(Extracted records begins)

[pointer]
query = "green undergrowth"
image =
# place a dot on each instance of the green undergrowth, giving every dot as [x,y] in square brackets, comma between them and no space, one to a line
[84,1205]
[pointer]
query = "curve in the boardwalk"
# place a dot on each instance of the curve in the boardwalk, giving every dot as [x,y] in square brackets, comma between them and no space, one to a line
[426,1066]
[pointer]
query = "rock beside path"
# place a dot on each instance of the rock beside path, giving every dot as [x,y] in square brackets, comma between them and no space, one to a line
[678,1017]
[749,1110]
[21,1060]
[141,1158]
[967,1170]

(Extracted records ends)

§ Work to be completed
An exact copy is needed of the lines from the one containing "# place a dot on each instance of the curve" through the end of the records.

§ Result below
# place a dot on each instance of the curve in the boardwalk, giving every dot as [x,y] in square brackets, comma between them and no space, one to a line
[426,1066]
[pointer]
query = "rock beside path"
# place a dot on each instance of the rock beside path, giving every dot as [x,y] in square brackets, comma between them and no space, one to a line
[678,1017]
[749,1110]
[21,1060]
[141,1158]
[967,1170]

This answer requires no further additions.